- Parts of the exercise
**1)** List each championship whose medals are grouped under the medal record in the profile of Romane Prigent.
**2)** From the Romane Prigent profile, extract the passage starting with "French kayaker (born" and going on through "Canoe-kayak Club Universitaire.".

- Page extract
+ + + +

Personal information
- Nickname: Rory
- Nationality: French
- Born: 1 April 1999 (age 27)
- Home town: Pau, France
- Height: 162 cm (5 ft 4 in)
- Weight: 53 kg (117 lb)

Sport
- Country: France
- Sport: Canoe slalom
- Rank: No. 53 (K1)
- Event: K1
- Club: Pau Canoe-kayak Club Universitaire
- Coached by: Jonas Turmeau, Jérôme Blanchet

Medal record
Women's canoe slalom
Representing France
European Championships
| Gold medal – first place | 2022 Liptovský Mikuláš | K1 team |
U23 World Championships
| Gold medal – first place | 2019 Kraków | K1 team |
| Gold medal – first place | 2021 Tacen | K1 team |
| Silver medal – second place | 2021 Tacen | K1 |
| Bronze medal – third place | 2022 Ivrea | K1 team |
U23 European Championships
| Gold medal – first place | 2018 Bratislava | K1 team |
| Silver medal – second place | 2022 České Budějovice | K1 team |
Junior World Championships
| Silver medal – second place | 2016 Kraków | K1 team |
| Silver medal – second place | 2017 Bratislava | K1 team |
Junior European Championships
| Silver medal – second place | 2017 Hohenlimburg | K1 team |
| Bronze medal – third place | 2017 Hohenlimburg | K1 |

= Romane Prigent =

French kayaker (born 1999)

Romane Prigent (born 1 April 1999) is a French slalom canoeist who has competed at the international level since 2016. She is from Pau in the Pyrénées-Atlantiques department of France and competes for Pau Canoe-kayak Club Universitaire.

+ + + +

[Point-per-instance localization data]
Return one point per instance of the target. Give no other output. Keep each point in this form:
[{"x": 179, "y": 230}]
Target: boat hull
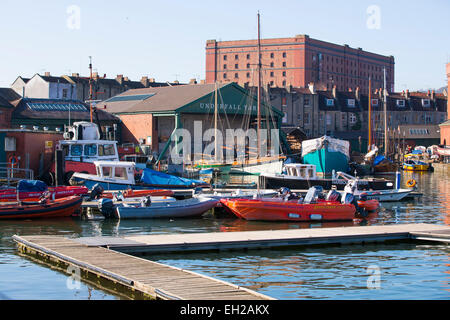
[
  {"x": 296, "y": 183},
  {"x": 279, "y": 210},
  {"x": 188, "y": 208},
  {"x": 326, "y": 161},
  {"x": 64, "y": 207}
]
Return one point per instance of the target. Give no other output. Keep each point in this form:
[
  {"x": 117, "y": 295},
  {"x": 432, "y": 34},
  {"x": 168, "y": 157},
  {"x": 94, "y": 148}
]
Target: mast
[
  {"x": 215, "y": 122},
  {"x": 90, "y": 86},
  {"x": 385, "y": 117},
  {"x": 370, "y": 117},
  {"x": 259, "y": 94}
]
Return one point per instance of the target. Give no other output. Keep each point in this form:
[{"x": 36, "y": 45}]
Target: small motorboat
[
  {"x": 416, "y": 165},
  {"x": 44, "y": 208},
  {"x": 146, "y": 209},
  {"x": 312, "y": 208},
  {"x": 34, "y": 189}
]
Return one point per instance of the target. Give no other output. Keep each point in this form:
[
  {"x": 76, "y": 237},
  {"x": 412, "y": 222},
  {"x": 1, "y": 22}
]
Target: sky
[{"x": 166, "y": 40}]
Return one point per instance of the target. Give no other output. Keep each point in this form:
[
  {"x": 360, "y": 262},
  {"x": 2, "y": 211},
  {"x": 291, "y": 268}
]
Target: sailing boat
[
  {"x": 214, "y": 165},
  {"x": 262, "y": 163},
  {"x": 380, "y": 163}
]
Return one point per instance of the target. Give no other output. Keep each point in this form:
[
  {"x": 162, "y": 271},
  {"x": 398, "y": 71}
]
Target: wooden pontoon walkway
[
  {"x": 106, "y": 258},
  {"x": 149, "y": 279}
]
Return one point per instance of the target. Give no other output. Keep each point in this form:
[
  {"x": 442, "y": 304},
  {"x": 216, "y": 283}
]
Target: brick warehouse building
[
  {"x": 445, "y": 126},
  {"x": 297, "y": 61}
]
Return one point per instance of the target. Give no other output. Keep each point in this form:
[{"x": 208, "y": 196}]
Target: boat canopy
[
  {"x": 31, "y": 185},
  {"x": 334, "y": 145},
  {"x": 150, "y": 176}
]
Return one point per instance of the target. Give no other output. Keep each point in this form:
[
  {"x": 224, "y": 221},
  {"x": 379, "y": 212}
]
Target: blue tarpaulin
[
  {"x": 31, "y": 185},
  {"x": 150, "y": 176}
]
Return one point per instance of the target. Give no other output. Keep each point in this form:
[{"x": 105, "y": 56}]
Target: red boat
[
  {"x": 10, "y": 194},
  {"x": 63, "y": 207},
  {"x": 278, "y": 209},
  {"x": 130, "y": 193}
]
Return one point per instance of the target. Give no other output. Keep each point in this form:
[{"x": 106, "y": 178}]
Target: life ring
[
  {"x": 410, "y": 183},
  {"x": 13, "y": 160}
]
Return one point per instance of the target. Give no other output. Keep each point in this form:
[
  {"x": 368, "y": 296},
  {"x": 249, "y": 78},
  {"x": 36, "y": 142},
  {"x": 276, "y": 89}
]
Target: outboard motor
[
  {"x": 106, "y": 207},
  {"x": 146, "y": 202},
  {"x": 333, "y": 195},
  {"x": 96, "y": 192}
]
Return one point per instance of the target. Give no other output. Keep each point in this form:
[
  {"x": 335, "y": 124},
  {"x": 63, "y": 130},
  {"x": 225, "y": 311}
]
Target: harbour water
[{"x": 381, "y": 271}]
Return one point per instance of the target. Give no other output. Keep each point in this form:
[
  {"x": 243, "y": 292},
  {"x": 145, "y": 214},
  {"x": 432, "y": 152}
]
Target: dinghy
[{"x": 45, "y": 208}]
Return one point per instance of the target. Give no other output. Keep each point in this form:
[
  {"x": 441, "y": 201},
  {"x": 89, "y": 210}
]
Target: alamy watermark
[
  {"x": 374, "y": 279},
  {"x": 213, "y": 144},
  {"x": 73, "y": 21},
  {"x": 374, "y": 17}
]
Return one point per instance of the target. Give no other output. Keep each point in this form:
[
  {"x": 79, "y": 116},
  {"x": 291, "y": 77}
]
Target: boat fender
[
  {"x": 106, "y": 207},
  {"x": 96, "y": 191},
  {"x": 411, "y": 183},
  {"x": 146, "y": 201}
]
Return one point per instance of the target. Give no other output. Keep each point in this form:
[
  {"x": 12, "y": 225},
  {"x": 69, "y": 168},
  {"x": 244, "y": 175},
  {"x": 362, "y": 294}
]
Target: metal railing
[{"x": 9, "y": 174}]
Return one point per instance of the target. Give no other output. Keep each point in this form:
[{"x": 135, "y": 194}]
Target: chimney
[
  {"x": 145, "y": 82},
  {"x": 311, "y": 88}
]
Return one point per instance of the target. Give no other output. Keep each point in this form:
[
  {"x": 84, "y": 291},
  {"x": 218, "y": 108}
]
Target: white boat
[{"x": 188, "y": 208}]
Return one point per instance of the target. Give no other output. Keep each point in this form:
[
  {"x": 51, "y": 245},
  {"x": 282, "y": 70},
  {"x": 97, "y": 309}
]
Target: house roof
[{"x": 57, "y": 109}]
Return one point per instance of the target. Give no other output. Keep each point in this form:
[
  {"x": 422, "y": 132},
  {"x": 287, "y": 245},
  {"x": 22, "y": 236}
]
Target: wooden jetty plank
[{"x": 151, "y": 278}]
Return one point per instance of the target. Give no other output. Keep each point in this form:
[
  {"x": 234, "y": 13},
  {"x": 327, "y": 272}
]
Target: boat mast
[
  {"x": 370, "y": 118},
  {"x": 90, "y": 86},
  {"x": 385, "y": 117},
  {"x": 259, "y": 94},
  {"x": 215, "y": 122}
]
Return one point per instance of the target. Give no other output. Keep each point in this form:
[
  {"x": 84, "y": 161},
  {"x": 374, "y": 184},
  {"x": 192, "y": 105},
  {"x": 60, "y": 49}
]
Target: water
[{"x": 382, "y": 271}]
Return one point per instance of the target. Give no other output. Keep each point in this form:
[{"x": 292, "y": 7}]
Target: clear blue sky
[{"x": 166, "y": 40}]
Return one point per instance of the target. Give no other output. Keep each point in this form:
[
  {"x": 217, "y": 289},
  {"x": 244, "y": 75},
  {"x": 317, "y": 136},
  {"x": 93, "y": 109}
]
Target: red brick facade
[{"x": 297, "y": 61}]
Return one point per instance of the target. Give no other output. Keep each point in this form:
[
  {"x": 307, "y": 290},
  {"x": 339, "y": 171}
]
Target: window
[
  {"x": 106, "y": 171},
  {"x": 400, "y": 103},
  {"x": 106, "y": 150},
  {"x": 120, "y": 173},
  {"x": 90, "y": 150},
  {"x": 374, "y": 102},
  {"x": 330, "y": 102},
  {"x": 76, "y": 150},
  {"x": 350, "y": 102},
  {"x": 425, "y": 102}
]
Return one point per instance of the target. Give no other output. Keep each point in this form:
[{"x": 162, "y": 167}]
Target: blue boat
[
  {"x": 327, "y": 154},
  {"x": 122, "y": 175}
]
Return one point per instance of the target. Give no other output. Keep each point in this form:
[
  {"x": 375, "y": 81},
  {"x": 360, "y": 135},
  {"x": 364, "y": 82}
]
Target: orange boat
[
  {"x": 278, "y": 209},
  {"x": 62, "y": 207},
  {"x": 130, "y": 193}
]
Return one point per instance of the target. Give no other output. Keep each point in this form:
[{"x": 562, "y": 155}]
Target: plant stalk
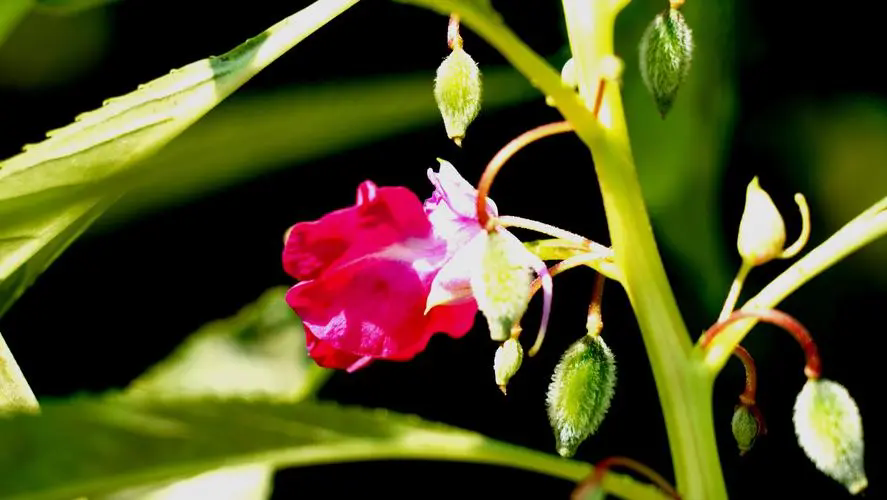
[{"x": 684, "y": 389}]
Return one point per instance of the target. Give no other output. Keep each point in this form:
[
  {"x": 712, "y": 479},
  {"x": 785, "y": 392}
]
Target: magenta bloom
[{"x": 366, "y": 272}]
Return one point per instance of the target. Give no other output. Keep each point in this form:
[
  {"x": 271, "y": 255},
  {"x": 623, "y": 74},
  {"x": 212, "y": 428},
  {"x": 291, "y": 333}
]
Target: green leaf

+ + + +

- Answers by item
**1)**
European Championships
U23 World Championships
U23 European Championships
Junior World Championships
Junior European Championships

**2)**
French kayaker (born 1999)

Romane Prigent (born 1 April 1999) is a French slalom canoeist who has competed at the international level since 2016. She is from Pau in the Pyrénées-Atlantiques department of France and competes for Pau Canoe-kayak Club Universitaire.